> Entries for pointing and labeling
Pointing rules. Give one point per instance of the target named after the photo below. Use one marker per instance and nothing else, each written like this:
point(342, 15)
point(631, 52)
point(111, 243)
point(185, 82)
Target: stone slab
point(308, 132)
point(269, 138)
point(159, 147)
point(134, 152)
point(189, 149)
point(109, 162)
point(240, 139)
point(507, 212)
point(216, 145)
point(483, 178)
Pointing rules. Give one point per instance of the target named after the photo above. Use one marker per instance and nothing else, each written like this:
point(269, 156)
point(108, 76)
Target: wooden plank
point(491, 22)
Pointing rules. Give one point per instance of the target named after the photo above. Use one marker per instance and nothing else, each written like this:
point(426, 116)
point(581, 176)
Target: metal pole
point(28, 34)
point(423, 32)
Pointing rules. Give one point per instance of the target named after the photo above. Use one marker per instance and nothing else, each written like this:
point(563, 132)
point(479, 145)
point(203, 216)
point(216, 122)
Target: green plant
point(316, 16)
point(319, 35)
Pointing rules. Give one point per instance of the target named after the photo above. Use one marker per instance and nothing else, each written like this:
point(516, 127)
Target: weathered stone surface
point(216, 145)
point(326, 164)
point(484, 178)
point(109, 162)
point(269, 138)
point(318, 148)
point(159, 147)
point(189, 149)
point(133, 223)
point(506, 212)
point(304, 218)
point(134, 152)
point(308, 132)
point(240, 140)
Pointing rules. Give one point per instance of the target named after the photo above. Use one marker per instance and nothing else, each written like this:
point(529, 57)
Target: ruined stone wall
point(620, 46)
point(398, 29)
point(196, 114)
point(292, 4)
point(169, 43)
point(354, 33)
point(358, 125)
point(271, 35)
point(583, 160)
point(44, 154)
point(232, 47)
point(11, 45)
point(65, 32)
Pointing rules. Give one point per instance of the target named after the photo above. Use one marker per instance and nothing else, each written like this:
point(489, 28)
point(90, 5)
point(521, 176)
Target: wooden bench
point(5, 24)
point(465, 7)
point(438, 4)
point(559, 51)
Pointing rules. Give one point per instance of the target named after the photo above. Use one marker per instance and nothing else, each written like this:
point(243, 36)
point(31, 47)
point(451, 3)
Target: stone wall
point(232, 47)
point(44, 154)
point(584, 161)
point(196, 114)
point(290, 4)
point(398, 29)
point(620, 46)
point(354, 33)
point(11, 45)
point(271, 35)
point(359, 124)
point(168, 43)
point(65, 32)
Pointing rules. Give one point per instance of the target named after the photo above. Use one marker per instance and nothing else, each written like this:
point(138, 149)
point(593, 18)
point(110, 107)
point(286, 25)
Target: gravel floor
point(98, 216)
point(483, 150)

> What is expected
Write out all of the records above line for line, changing nothing.

> Task result
Pointing rules. Give one point per instance of the target named after the photo below. Use one marker per instance and nothing else, each written like this:
point(342, 15)
point(631, 52)
point(111, 243)
point(185, 82)
Target: stone slab
point(308, 132)
point(269, 138)
point(159, 147)
point(134, 152)
point(189, 149)
point(109, 162)
point(240, 139)
point(507, 212)
point(216, 145)
point(483, 178)
Pointing rules. Give one point per instance of the target named after the photo above. Use one marker per instance and nothing else, each written like this:
point(269, 156)
point(108, 76)
Target: wooden plank
point(491, 22)
Pointing rules. Give one point per instance of the target named after the photo above. Use one marker per instance and nothing else, each written like this:
point(426, 116)
point(581, 176)
Target: metal pole
point(28, 34)
point(423, 32)
Pointing rules. Give one point per instance of the target named after the photo above. Use one marker per instance and nothing else, each written like this:
point(563, 132)
point(479, 145)
point(203, 216)
point(216, 122)
Target: green plant
point(316, 16)
point(319, 35)
Pointing rules. Give one point per instance of the target named after the photo above. Use one marker per instance and nothing else, each written like this:
point(516, 127)
Target: weathered stone surface
point(216, 145)
point(326, 164)
point(484, 178)
point(109, 162)
point(269, 138)
point(318, 148)
point(159, 147)
point(189, 149)
point(133, 223)
point(506, 212)
point(304, 218)
point(134, 152)
point(308, 132)
point(240, 140)
Pointing rules. Give one point per instance of the target named after the photo above. Use one marker per instance and nothing else, each written like this:
point(529, 57)
Target: ruined stone wall
point(620, 46)
point(398, 29)
point(196, 114)
point(292, 4)
point(169, 43)
point(354, 33)
point(358, 125)
point(271, 35)
point(583, 160)
point(44, 154)
point(232, 47)
point(11, 45)
point(65, 32)
Pointing rules. Give one point per instance of the target named after the photo above. Use one marker per instance and nothing else, each written like this:
point(489, 28)
point(90, 5)
point(521, 176)
Target: wooden bench
point(5, 24)
point(465, 7)
point(438, 4)
point(559, 51)
Pointing rules. Give one point per instance of the target named after the photo above. Use one marker per instance and nothing else, each written like this:
point(243, 36)
point(31, 47)
point(451, 3)
Target: stone wall
point(232, 47)
point(44, 154)
point(584, 161)
point(196, 114)
point(290, 4)
point(398, 29)
point(620, 46)
point(354, 33)
point(11, 45)
point(271, 35)
point(359, 124)
point(168, 43)
point(65, 32)
Pointing rules. Give one point per instance of the target named after the photo above. Use one marker per instance and nothing else, each written like this:
point(138, 149)
point(593, 18)
point(110, 107)
point(286, 25)
Target: gravel floor
point(98, 216)
point(483, 150)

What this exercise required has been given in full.